* AUFGABE *
Was kauft der Schreiber im Lesetext, wenn er mobil sein will?

* LESETEXT *
* * * * * * * * *
Es gibt keinen 24" Laptop, welches System soll der dann ersetzen?
Wenn ich es klein haben will, kauf ich einen NUC.
Will ich ein kleines System um damit zu einem vernünftigen Preis zu spielen, kauf ich ein ITX-System.
Will ich mobil sein, kauf ich ein Netbook.

Ein Spielenotebook hat zu viele Nachteile nur um damit unterwegs spielen zu können.
Schwer, langsam, laut, teuer, kleiner Bildschirm, schlechte Tastatur.

Schlepp mal 4K Kilo spazieren, am besten in einer Umhängetasche.
Am Ende stehen die Boliden eh nur den ganzen Tag am Schreibtisch weil wirklich mobil auch was anderes ist.


----------



## Kinguin (11. Januar 2015)
* * * * * * * * *
* DATENZEILEN *

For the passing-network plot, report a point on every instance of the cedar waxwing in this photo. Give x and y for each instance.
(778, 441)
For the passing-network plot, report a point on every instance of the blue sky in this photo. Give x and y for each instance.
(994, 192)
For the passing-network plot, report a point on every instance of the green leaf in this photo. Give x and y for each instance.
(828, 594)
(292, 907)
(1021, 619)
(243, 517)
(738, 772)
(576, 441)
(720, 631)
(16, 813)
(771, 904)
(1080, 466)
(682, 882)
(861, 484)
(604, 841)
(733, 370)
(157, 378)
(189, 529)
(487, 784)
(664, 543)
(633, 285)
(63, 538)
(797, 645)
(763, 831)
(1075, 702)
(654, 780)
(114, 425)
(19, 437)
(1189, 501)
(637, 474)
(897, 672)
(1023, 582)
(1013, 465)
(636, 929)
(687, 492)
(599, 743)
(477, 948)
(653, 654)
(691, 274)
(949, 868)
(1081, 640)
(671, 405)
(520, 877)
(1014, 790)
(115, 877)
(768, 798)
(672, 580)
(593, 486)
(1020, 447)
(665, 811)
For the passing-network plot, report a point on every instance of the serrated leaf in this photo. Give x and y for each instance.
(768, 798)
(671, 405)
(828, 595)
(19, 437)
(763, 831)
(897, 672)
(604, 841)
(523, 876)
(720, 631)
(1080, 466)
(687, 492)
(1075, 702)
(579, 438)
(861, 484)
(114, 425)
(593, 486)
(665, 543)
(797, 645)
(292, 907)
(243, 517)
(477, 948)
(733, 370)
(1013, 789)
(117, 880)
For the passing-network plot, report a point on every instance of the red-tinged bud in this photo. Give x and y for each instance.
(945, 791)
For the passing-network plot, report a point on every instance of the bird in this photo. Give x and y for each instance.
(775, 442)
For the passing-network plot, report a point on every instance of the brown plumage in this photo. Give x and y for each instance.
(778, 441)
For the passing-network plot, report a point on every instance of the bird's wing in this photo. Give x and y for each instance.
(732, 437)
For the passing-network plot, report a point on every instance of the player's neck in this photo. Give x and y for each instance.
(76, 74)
* * * * * * * * *
* LÖSUNG *
Ein Netbook.